→ **Given passage**:
When my wife Diane died 10 days ago, temporarily the most awkward position in the family hierarchy was occupied by her former husband, Leonard Stein. Friends since their divorce two decades ago, the father of Diane’s four children handled his Not Exactly Still in the Front Row role with brilliant aplomb.
His seamless execution of his unsolicited Impossible to be Comfortable role should be a model for all blended families who follow.
He has experience in this seemingly squeezed position. Smoothly and without fanfare, he has been deeply involved in the lives of their children and grandchildren throughout his single years.
Like a finely tuned rare instrument, Mr. Stein deftly demolished any possibility of putative clumsiness. during Diane’s last days that seethed with motions and emotions of love.
Two weeks ago Saturday, Diane went into the hospital for the final
time. It was immediately evident that her ALS-wracked, rapidly deteriorating body was in a staredown with unbeaten Death.
The next afternoon, Mr. Stein and his elder son, Lauren, unobtrusively entered writhing Diane’s room. I was at her bedside, and the worried Mr. Stein looked on wordlessly, respectfully.
Monday evening, well after a hospice decision had been made, Mr. Stein escorted his younger daughter, Sanda, into the room just after she had flown in from her Portland home. The mother-daughter meeting was unbelievably emotional, Diane telling Sanda she was sorry she would not be able to see her graduate nursing school next spring. “Just be sure you graduate.”

→ **Study material**:
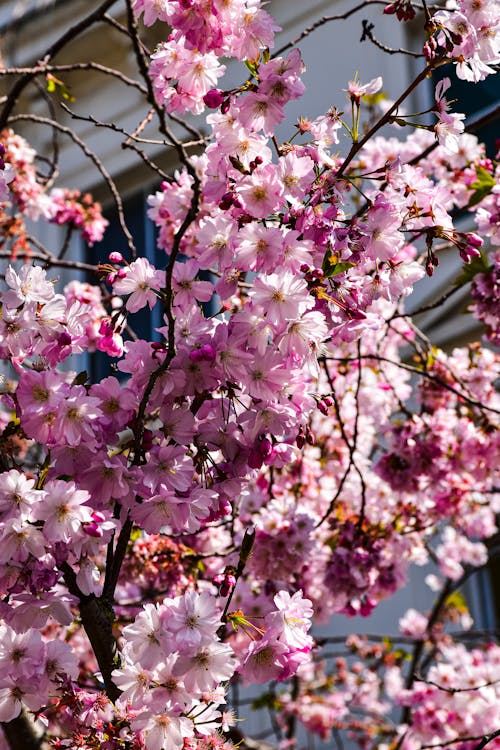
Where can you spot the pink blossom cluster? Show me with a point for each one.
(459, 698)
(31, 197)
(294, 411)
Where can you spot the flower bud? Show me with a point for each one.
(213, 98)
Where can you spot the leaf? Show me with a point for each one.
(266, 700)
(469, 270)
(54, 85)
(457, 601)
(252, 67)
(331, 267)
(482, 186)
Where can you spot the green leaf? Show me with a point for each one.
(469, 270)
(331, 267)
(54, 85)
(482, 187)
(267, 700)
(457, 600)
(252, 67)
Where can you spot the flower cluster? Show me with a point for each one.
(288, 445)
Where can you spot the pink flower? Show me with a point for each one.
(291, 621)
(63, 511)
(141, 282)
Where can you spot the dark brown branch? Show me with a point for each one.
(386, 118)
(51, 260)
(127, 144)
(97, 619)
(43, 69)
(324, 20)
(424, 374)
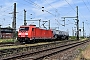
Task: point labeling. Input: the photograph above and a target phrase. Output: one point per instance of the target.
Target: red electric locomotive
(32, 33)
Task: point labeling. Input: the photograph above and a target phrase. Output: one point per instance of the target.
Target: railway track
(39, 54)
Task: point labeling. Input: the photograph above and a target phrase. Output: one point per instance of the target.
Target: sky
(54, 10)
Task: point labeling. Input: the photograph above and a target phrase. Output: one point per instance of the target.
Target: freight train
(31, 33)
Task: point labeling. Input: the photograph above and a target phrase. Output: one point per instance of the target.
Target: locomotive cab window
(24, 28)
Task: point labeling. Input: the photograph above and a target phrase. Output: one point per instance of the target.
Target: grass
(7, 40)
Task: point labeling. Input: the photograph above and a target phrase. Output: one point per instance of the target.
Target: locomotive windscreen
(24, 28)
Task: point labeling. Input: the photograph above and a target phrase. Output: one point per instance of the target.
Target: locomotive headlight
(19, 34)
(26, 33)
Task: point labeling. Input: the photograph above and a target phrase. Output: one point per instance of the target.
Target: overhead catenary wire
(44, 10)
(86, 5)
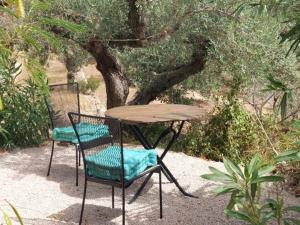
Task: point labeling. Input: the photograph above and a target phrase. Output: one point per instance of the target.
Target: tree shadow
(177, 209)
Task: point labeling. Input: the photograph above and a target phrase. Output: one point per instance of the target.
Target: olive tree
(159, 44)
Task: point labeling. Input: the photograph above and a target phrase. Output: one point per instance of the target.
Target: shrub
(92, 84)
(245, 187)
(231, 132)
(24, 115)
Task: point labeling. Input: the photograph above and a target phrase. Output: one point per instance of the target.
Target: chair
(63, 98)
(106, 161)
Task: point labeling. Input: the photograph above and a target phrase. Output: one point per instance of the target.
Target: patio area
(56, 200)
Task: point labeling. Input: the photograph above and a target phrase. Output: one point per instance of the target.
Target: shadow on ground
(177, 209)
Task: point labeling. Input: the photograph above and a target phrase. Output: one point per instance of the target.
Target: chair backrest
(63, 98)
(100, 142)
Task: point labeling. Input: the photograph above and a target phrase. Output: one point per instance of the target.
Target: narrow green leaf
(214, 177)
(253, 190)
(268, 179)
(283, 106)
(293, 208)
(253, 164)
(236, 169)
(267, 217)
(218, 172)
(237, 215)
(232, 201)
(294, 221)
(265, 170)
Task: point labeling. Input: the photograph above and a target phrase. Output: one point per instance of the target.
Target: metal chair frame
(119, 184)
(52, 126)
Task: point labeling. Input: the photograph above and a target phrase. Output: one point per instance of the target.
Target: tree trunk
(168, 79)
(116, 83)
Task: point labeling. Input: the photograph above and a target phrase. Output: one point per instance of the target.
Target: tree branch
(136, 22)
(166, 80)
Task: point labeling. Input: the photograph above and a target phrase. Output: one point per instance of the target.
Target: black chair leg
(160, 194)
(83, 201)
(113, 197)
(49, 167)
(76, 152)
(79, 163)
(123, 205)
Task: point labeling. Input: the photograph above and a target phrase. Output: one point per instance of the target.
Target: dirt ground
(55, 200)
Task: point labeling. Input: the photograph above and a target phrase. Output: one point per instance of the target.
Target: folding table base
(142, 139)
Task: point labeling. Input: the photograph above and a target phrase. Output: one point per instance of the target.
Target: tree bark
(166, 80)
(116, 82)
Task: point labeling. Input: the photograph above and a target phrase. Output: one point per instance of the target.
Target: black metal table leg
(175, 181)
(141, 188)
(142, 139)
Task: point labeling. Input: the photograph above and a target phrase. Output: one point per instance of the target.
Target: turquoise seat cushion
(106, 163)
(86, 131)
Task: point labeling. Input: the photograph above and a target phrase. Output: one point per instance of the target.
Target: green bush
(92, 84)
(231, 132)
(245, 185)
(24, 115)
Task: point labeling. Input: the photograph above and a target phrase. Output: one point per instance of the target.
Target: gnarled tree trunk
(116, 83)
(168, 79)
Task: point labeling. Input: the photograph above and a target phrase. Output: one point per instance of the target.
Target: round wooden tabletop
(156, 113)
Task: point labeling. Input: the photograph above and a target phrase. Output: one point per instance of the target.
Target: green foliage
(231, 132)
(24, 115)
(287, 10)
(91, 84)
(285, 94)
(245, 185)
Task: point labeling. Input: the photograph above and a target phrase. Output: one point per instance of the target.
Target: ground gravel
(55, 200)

→ **Questions on the material**:
**A.** In the passage about Diane's last days, where had Sanda flown in from?
**B.** Write the next part of the passage about Diane's last days, continuing after its final sentence.
The items have nothing to do with the text.

→ **Task-by-task results**:
**A.** Her Portland home.

**B.**
Again, Mr. Stein observed apparently wordlessly but worriedly, remaining a distance in the background.
I don’t remember if he came to the hospital Tuesday.
Diane came home at mid-afternoon Wednesday, and the human traffic about her hospice bed was stunningly dense, Mr. Stein among the introspective visitors.
The same tragic scene was replicated on Thursday and Friday, when she drew her last labored breath at 6:30, one hour before Shabbat.
Displaying magnificent respect and restraint, Mr. Stein, silently, observed each day.
I don’t know if he was hurting as much as I. I would be surprised if he were not.
At Sunday’s burial service in Westlake Village, Rabbi Einbinder acknowledged Diane’s husband and children while Mr. Stein looked on in undoubted matching anguish.
Throughout last week’s shiva period of prayers and receiving visitors, Mr. Stein was a daily full participant – and a comforter of other bereaved persons.
For his support and loyalty, I will be grateful until my last breath.